Given passage >>
[BEGIN]

Public Education Letter
June 25, 2003
Dear Mr. Angelo:
As you know, the State Ethics Commission has conducted an investigation into a Saugus Police traffic stop of Selectman Michael Kelleher for improper operation of his automobile on January 4, 2002. The Commission has completed that inquiry and found reasonable cause to believe that Kelleher violated the state conflict of interest law, General Laws c. 268A, § 23(b)(2) by seeking to use his selectman position to secure for himself unwarranted privileges or exemptions in relation to the stop. In addition, the Commission found reasonable cause to believe that Saugus Police Chief Edward Felix violated § 23(b)(2) by using his police chief position to intervene and provide preferential treatment to Kelleher in connection with the stop. The Commission and Kelleher and Felix have separately entered into disposition agreements by which they each agree that their conduct violated § 23(b)(2) and each pay a $2,000 fine. You have received and read copies of those agreements.
The State Ethics Commission has also conducted a preliminary inquiry into allegations that you also violated §23(b)(2), by using your town manager position to contact the police chief to secure preferential treatment for Kelleher regarding the improper operation of his motor vehicle. Based on the staff's inquiry (discussed below), the Commission voted on March 12, 2003, that there is reasonable cause to believe that you violated the state conflict of interest law, G.L. c. 268A, §23(b)(2).

[END]

Data section >>

[BEGIN]

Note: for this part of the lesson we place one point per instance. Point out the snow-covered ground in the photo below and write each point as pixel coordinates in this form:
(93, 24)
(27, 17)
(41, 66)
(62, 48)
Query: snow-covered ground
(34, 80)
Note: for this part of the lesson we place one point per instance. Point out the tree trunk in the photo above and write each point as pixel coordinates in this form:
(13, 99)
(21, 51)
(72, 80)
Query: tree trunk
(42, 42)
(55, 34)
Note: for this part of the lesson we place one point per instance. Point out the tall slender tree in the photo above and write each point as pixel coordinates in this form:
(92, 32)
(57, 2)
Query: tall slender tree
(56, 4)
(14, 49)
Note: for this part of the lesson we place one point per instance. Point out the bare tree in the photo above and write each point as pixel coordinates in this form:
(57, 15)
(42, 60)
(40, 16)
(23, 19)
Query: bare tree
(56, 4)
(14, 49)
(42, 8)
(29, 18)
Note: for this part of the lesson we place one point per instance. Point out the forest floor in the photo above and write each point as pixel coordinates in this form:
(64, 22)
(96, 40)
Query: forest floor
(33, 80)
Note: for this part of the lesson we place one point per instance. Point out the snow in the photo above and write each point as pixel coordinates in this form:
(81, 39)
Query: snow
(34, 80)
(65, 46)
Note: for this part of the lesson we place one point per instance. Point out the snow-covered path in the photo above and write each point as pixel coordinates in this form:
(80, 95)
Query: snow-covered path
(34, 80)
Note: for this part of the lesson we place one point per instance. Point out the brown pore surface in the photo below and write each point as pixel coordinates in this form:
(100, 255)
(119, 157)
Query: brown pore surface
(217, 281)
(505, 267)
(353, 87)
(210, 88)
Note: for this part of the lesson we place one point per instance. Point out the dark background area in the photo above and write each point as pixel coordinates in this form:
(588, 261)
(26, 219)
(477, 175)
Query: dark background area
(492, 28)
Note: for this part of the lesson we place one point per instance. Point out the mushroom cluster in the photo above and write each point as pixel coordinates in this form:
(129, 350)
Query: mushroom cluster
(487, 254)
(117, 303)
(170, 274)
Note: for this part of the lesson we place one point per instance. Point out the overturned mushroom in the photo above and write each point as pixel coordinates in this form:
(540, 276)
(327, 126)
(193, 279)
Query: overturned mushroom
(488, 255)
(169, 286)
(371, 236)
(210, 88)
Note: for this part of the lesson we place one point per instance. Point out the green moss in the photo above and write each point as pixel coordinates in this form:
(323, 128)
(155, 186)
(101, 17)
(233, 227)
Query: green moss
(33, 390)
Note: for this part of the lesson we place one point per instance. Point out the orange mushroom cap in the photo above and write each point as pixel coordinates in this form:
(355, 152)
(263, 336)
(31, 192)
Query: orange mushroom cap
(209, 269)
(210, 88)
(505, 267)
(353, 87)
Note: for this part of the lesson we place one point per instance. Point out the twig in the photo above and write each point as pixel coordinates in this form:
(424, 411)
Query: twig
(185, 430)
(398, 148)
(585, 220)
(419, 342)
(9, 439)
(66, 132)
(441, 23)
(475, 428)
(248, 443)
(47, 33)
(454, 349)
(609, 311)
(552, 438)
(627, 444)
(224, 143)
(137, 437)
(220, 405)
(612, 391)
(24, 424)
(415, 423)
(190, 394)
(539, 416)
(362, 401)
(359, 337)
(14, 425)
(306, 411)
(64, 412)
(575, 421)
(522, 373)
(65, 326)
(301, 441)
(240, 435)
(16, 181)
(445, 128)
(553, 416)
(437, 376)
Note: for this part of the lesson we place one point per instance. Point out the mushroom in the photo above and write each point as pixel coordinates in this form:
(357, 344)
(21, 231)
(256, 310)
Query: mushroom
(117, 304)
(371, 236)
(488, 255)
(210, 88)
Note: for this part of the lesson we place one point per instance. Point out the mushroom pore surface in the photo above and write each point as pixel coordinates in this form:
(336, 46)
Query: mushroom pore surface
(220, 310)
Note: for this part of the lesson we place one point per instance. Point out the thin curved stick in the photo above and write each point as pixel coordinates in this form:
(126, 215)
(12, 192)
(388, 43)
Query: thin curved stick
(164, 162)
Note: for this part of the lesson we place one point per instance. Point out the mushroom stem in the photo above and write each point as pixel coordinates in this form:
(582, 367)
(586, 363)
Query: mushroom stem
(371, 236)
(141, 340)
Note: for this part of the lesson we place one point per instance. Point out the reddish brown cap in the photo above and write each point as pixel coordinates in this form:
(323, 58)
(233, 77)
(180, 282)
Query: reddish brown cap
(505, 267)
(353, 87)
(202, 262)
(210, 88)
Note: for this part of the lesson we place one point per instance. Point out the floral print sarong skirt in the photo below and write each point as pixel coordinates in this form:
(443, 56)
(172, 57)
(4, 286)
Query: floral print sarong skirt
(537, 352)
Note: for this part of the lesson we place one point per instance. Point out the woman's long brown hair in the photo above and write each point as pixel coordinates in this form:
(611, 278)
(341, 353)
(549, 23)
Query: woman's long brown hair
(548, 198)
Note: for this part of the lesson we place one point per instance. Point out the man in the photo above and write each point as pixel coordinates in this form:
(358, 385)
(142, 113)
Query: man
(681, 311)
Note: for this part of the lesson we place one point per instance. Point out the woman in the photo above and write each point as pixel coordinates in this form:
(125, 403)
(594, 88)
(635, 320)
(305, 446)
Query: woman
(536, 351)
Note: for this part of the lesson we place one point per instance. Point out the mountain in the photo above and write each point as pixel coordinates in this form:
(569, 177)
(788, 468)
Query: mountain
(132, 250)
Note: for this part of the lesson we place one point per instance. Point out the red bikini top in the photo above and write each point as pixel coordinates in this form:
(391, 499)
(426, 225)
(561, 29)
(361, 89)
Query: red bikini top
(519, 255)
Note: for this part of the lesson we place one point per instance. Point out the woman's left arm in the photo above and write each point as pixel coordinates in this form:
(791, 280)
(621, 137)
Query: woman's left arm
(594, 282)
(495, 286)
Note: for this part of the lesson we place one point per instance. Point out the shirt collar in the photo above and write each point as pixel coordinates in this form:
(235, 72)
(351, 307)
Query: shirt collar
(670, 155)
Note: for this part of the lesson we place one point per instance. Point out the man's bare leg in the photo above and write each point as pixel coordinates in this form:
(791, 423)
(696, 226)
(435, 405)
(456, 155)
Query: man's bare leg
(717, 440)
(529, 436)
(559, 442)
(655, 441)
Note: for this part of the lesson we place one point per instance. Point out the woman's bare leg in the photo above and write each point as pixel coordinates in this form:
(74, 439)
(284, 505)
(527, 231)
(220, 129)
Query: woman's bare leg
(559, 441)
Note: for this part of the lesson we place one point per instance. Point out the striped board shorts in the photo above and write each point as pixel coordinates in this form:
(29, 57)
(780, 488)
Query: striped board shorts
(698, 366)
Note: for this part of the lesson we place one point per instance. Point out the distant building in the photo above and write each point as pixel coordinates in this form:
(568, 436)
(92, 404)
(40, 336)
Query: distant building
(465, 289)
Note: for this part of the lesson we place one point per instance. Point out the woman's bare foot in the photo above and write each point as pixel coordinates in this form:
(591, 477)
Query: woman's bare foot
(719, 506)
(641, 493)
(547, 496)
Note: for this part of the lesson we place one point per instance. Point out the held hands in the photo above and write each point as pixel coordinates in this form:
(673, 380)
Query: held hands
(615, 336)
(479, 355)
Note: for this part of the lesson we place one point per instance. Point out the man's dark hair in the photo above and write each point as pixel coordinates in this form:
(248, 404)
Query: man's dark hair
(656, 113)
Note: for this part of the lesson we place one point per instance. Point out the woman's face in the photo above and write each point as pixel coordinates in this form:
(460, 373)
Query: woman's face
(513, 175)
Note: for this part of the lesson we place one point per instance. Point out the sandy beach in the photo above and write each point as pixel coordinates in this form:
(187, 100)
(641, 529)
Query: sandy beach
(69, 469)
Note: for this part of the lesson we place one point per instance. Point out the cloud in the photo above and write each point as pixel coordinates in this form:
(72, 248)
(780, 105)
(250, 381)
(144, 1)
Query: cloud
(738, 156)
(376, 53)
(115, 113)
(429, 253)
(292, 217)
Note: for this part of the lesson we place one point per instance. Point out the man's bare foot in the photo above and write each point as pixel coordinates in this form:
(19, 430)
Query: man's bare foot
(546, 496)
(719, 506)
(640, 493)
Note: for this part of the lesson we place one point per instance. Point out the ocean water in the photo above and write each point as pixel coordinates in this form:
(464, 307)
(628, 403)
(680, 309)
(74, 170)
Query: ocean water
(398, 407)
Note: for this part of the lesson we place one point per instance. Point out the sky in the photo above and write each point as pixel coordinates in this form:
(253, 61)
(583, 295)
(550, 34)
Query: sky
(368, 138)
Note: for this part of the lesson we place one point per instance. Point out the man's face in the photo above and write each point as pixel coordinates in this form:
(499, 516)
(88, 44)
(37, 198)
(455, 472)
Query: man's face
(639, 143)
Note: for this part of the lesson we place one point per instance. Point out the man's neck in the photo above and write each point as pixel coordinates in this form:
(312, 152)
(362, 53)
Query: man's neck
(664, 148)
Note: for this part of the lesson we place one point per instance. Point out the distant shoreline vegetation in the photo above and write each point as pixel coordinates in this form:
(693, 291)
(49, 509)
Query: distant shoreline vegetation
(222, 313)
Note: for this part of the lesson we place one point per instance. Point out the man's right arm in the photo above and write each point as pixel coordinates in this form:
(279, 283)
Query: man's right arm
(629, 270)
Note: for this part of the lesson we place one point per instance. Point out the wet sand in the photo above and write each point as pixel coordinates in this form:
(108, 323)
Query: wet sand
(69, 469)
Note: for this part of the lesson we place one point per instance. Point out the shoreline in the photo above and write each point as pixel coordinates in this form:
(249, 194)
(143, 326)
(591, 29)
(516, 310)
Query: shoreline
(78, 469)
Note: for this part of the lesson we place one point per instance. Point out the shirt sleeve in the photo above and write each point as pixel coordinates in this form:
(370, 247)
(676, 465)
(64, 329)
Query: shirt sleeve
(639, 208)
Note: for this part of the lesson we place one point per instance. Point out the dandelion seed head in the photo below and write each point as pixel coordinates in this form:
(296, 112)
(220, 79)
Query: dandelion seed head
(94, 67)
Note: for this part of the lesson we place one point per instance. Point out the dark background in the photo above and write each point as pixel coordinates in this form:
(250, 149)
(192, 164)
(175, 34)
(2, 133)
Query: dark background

[END]

Written instruction 1 >> Reproduce the ethics commission letter from "The State Ethics Commission has also" to "c. 268A, §23(b)(2).", leaving the wording unchanged.
Written instruction 2 >>
Answer these questions from the ethics commission letter:
(a) On what date was the traffic stop of Selectman Kelleher?
(b) How much did Kelleher and Felix each agree to pay as a fine?
(c) On what date did the Commission vote that there was reasonable cause regarding the town manager?
Written instruction 3 >> Please resume the ethics commission letter, starting right after its final sentence.

Written answer 1 >>
The State Ethics Commission has also conducted a preliminary inquiry into allegations that you also violated §23(b)(2), by using your town manager position to contact the police chief to secure preferential treatment for Kelleher regarding the improper operation of his motor vehicle. Based on the staff's inquiry (discussed below), the Commission voted on March 12, 2003, that there is reasonable cause to believe that you violated the state conflict of interest law, G.L. c. 268A, §23(b)(2).

Written answer 2 >>
(a) January 4, 2002
(b) $2,000
(c) March 12, 2003

Written answer 3 >>
For the reasons discussed below, the Commission does not believe that further proceedings in your case are warranted. Instead, the Commission has determined that the public interest would be better served by bringing to your attention, and to the public's attention, the facts revealed by the preliminary inquiry, and by explaining the application of the law to the facts, with the expectation that this advice will ensure your understanding of and future compliance with these provisions of the conflict-of-interest law. By agreeing to this public letter as a final resolution of this matter, you do not admit to the facts and law discussed below. The Commission and you have agreed that there will be no formal action against you in this matter and that you have chosen not to exercise your right to a hearing before the Commission.
You were the Saugus town manager from July 1998 to August 2002. Michael Kelleher ("the Selectman") has been a Saugus selectman since 1999. The selectmen appoint the town manager. You and Kelleher are friends. Edward Felix ("the Chief") has been the Saugus police chief since 1996. The town manager appoints the chief.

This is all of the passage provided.